But this is far more than a median-strip slice of trees on a maritime highway. Known the world over by tropical researchers, Barro Colorado Island and five peninsulas constitute the oldest tropical rain forest reserve in the Western Hemisphere. In building the Panama Canal (completed in 1914), the engineers created Gatun Lake, one of world's largest man-made bodies of water. The 3,800-acre island in the middle of Gatun Lake and the nearby protected peninsulas are a cornucopia of botanical and biological life. Residing here are more than 365 species of birds, 1,369 plant species (and counting), 300 species of butterflies, 200 kinds of ants, 90 species of mammals, and 50 species of reptiles and amphibians.

Scientists have been studying the island life since 1923, and the Smithsonian Institute has operated research stations here since 1946. The area is off-limits to the public. But Eco-Tours has been given permission to run a boat tour into a cove at Barro Colorado and a walking tour on one of the peninsulas.

"The rain forests are an integral part of the canal ecosystem. They help maintain the water table and prevent the canal from silting in from erosion," explains Heran Arauz Torres, Eco-Tours operations manager, as our johnboat skims across Gatun Lake.

The lake is home to crocodiles, caimans, peacock bass, tarpon, dolphins, and manatees. Picked up from the hotel at 6 a.m., we don't spot any of the aquatic life. But by 7:30, we're in sight of Wheeler Cove. A pair of Red Lord Amazon parrots scoot overhead.

"Early morning or just after a rain is the best time to visit what we call 'the most accessible rain forest in the world,' " says Cahill, an American born and raised in Panama.

Arauz shuts off the throaty 55-horsepower Evinrude. The launch, equipped with binoculars, bird books, and souvenir Eco-Tours caps, eases into the cove under power of a softly humming electric motor.

Arauz calls out the names of the birds singing: toucan, Amazon kingfisher, a red-breasted trogan. We scan the trees with binoculars as he attempts to point them out. We glide closer. Listening intently.

"That's the black-faced anthrush. It's very elusive," says Aruaz, as he tries to draw the bird out of the woods by imitating its short-long whistle.

··········

Assignment = Please extract the part of the rain forest article starting at "But this is" and ending at "reptiles and amphibians.", copying it word for word.

The data =
··········

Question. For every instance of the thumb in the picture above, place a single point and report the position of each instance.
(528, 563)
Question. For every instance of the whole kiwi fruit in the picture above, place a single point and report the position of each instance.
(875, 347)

··········

Response =
But this is far more than a median-strip slice of trees on a maritime highway. Known the world over by tropical researchers, Barro Colorado Island and five peninsulas constitute the oldest tropical rain forest reserve in the Western Hemisphere. In building the Panama Canal (completed in 1914), the engineers created Gatun Lake, one of world's largest man-made bodies of water. The 3,800-acre island in the middle of Gatun Lake and the nearby protected peninsulas are a cornucopia of botanical and biological life. Residing here are more than 365 species of birds, 1,369 plant species (and counting), 300 species of butterflies, 200 kinds of ants, 90 species of mammals, and 50 species of reptiles and amphibians.